• SET TASKS:
1) List every person named in the committee-vote account.
2) Answer these questions from the committee-vote account:
(a) How many speeches did Joe Biden say he had in front of him?
(b) In what neighborhood was the Silbermans' house?
(c) Who went to the Silbermans' house with the narrator?
3) Return the passage of the committee-vote account from "Well, of course, when" to "backyard in Georgetown.", copied word for word.

• PAGE EXTRACT:
● ● ● ●
Before the committee vote, I get a call from [Senator] Joe Biden, and he said, “Judge, I’ve got two speeches in front of me, one for you, and one against you.” That was kind of hard for me to believe, that he had two. But he said ultimately he was going to vote against me in committee, and I said he had to do what he had to do. But I really wanted to make sure I kept my good name, whether I was confirmed or not. He said, “Judge, don’t worry about it. You’ll keep your good name, nothing will happen to that. I know you don’t believe me, but I’ll be your biggest defender.” 

Well, of course, when it was leaked, he was no place to be found. A lot of people were no place to be found. That really complicated the vote [of the entire Senate] that had been scheduled. The day of the scheduled vote, we knew there was going to be a media circus because of the leak, so Virginia and I went over to Judge Larry Silberman and Ricky Silberman’s house (she’s since passed away) just to get away from that zoo. They didn’t know where we were. I spent the day pacing around their little pool in their little backyard in Georgetown.
● ● ● ●
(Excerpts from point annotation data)
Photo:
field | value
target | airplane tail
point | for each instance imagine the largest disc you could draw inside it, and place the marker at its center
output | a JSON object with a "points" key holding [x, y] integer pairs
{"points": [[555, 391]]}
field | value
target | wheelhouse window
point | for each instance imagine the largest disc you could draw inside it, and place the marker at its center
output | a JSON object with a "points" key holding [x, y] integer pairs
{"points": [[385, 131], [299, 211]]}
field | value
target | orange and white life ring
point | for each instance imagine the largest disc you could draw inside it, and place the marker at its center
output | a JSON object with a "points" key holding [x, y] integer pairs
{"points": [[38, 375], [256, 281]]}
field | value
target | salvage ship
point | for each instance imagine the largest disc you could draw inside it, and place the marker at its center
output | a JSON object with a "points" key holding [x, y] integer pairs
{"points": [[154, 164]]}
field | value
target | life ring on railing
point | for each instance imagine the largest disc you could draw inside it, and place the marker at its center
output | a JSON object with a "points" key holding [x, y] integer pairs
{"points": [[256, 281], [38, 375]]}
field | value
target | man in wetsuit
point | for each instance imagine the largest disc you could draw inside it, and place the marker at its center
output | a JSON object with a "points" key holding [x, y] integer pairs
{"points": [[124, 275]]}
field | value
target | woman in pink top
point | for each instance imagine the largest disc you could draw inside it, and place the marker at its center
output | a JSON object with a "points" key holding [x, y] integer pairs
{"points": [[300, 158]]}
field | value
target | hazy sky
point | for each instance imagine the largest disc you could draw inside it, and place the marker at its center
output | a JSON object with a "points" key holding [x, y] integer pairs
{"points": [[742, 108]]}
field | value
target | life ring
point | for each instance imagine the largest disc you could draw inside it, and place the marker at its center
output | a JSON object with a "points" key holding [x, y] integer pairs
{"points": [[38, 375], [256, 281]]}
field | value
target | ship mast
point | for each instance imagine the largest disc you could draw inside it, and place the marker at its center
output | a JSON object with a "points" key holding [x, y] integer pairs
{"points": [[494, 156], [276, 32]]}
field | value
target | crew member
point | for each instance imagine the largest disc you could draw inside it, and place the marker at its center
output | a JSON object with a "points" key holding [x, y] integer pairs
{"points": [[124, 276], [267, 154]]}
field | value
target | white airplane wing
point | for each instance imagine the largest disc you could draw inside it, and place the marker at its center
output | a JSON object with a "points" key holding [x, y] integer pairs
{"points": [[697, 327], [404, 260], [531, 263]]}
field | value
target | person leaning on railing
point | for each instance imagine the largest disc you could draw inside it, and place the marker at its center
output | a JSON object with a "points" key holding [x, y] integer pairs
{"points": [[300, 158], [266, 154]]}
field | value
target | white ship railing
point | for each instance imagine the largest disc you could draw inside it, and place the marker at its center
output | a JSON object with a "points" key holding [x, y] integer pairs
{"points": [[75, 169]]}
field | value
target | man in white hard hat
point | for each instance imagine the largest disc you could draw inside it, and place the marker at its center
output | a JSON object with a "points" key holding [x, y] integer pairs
● ● ● ●
• SOLUTIONS FOR EACH TASK:
1) Joe Biden, Virginia, Larry Silberman, Ricky Silberman

2)
(a) Two: one for the Judge and one against.
(b) Georgetown.
(c) Virginia.

3)
Well, of course, when it was leaked, he was no place to be found. A lot of people were no place to be found. That really complicated the vote [of the entire Senate] that had been scheduled. The day of the scheduled vote, we knew there was going to be a media circus because of the leak, so Virginia and I went over to Judge Larry Silberman and Ricky Silberman’s house (she’s since passed away) just to get away from that zoo. They didn’t know where we were. I spent the day pacing around their little pool in their little backyard in Georgetown.